# start of SUPPLIED MATERIAL
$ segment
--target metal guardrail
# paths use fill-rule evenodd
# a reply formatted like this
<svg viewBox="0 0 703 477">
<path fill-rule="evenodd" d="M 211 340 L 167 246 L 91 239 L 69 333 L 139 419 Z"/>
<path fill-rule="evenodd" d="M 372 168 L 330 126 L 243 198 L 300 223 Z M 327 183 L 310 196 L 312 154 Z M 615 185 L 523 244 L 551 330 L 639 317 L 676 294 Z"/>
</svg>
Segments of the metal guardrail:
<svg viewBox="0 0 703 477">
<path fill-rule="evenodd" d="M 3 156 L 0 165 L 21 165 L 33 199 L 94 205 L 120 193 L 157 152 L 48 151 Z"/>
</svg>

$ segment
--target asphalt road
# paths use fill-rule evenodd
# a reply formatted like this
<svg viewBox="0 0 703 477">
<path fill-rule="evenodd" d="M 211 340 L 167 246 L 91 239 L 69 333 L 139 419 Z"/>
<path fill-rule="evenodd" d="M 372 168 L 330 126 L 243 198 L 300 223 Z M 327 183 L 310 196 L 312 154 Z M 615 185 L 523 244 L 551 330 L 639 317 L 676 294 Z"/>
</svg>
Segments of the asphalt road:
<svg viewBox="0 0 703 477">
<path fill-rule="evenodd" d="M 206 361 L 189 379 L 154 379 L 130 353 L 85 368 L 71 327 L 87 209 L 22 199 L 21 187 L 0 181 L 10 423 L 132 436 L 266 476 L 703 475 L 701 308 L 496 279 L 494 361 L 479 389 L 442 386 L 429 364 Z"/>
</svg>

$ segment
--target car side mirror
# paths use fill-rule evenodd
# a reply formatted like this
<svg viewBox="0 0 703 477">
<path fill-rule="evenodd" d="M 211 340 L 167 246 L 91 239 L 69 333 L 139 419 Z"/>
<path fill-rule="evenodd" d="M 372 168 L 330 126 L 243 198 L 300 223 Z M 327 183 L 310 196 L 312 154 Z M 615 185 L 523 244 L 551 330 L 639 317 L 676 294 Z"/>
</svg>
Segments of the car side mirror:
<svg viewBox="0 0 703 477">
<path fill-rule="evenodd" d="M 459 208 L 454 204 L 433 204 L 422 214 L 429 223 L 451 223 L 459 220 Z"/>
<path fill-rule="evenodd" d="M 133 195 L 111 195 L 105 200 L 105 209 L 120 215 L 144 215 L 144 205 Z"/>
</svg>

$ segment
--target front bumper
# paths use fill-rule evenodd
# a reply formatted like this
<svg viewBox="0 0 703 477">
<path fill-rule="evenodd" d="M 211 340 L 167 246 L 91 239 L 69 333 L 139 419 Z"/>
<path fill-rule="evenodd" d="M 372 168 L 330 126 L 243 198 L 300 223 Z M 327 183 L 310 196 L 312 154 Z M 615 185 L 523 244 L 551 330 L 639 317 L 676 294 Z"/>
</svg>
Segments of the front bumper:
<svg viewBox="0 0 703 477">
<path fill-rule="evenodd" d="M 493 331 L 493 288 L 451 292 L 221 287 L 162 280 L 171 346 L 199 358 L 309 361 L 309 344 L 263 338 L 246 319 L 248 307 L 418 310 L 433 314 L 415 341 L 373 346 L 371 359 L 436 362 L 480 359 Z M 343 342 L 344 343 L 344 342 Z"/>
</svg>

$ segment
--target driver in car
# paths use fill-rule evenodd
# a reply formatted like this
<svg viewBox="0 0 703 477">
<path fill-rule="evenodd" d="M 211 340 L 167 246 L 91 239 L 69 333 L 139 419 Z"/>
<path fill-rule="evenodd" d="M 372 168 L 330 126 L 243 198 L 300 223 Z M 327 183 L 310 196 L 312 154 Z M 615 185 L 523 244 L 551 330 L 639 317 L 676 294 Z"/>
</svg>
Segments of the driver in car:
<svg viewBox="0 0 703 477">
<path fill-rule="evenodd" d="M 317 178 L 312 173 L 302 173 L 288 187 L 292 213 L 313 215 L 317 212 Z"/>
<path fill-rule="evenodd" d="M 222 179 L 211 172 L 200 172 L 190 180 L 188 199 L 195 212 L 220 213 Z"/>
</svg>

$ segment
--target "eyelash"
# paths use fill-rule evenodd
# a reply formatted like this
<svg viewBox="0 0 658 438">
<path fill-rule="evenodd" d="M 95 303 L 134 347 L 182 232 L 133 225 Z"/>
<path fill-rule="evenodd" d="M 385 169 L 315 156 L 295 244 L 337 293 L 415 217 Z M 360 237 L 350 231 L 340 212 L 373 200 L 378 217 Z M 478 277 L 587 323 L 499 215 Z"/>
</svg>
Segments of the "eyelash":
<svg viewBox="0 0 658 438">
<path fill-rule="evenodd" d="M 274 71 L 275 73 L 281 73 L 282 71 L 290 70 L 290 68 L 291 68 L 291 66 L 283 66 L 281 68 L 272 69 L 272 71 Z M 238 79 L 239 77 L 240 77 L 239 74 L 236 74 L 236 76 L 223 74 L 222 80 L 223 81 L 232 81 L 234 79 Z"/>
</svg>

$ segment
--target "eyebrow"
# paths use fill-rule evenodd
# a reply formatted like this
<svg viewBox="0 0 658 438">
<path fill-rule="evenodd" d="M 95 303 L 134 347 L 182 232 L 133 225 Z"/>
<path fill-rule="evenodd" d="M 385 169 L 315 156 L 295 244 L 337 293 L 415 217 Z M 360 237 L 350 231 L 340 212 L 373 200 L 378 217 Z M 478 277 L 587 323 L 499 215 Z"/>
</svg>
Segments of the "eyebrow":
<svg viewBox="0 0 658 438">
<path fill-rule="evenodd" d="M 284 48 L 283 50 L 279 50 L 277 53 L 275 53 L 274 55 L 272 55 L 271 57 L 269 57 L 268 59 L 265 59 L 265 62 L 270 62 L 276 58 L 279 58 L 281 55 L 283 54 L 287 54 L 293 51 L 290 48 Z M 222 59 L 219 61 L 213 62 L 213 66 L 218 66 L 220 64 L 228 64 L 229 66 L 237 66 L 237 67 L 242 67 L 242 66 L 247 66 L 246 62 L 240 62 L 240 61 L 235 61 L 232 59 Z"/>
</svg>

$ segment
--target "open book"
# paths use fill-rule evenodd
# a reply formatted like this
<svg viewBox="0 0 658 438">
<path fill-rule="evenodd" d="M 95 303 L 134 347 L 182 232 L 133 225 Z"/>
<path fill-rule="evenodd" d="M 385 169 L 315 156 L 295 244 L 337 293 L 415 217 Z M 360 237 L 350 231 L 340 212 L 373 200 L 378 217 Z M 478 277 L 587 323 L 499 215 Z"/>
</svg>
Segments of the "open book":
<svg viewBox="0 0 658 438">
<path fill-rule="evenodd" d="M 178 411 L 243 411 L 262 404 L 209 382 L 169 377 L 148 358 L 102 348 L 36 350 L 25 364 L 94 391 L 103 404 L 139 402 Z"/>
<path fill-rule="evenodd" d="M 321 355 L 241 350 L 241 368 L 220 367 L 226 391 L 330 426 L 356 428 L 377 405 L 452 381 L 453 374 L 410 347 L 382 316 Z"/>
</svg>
# end of SUPPLIED MATERIAL
[TASK]:
How many lines in the rows above contain the string "guardrail", matching case exactly? Reply with the number only.

[EXERCISE RESULT]:
2